*Ausgewählter Abschnitt*.
Liebe Leserinnen und Leser!

Es gibt noch immer sehr viele Menschen, die nicht genau wissen, was Mediation eigentlich bedeutet. Erklärt man es, wird sehr häufig nach den Unterschieden, Vor- und Nachteilen zwischen Mediationsverfahren und Gerichtsverfahren gefragt. An dieser Stelle möchte ich daher einmal versuchen, einen Großteil der Fragen nachvollziehbar zu beantworten:

 

Das Mediationsverfahren

Bei einer Mediation handelt es sich um ein Verfahren der außergerichtlichen, am Konsens orientierten und an der Zukunft ausgerichteten Konfliktbeilegung. Das Mediationsverfahren wird durch einen unparteiischen und neutralen Mediator geleitet und unterstützt, der im Gegensatz zu einem Richter nicht entscheidungsbefugt ist. Im Verfahren wird versucht, eine einvernehmliche und den Interessen aller entsprechende Lösung zwischen den Konfliktparteien zu erreichen. Ein Mediationsverfahren ist freiwillig, an gewisse Grundsätze geknüpft und folgt einer Struktur. Eine besondere Bedeutung nehmen Perspektivwechsel, Kooperationsbereitschaft und kreative Lösungen für die Zukunft ein. Ein Gerichtsverfahren basiert in der Regel auf der Aufklärung und Einordnung des Konflikts in der Vergangenheit.

*Aufgabenstellung*. Zitieren Sie bitte den obigen Text über Mediation vollständig und wortgetreu.

*Angezeigte Daten*.
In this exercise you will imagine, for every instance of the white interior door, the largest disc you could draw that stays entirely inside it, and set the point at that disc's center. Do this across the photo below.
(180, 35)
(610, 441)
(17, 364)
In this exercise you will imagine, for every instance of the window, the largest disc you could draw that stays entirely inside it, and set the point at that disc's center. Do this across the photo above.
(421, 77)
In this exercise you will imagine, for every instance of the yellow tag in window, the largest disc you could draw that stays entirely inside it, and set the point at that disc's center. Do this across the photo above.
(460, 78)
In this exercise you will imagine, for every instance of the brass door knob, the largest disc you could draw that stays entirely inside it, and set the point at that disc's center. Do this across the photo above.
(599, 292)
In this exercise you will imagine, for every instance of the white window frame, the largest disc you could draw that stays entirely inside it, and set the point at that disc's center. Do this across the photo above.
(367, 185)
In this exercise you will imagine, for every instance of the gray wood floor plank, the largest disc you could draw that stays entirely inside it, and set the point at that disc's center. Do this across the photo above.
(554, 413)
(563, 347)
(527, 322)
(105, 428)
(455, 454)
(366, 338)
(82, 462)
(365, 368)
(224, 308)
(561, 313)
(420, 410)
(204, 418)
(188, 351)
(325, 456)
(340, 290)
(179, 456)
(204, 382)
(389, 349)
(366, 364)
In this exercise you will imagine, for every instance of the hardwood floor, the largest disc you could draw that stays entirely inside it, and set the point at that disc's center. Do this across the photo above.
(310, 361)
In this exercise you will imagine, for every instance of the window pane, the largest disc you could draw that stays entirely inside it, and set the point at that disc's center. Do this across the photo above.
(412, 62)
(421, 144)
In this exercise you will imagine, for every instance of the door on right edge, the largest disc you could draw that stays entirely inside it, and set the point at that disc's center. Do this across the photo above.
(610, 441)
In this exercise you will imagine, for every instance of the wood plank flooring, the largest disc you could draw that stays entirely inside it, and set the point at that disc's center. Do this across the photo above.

*Lösung*.
Liebe Leserinnen und Leser!

Es gibt noch immer sehr viele Menschen, die nicht genau wissen, was Mediation eigentlich bedeutet. Erklärt man es, wird sehr häufig nach den Unterschieden, Vor- und Nachteilen zwischen Mediationsverfahren und Gerichtsverfahren gefragt. An dieser Stelle möchte ich daher einmal versuchen, einen Großteil der Fragen nachvollziehbar zu beantworten:

 

Das Mediationsverfahren

Bei einer Mediation handelt es sich um ein Verfahren der außergerichtlichen, am Konsens orientierten und an der Zukunft ausgerichteten Konfliktbeilegung. Das Mediationsverfahren wird durch einen unparteiischen und neutralen Mediator geleitet und unterstützt, der im Gegensatz zu einem Richter nicht entscheidungsbefugt ist. Im Verfahren wird versucht, eine einvernehmliche und den Interessen aller entsprechende Lösung zwischen den Konfliktparteien zu erreichen. Ein Mediationsverfahren ist freiwillig, an gewisse Grundsätze geknüpft und folgt einer Struktur. Eine besondere Bedeutung nehmen Perspektivwechsel, Kooperationsbereitschaft und kreative Lösungen für die Zukunft ein. Ein Gerichtsverfahren basiert in der Regel auf der Aufklärung und Einordnung des Konflikts in der Vergangenheit.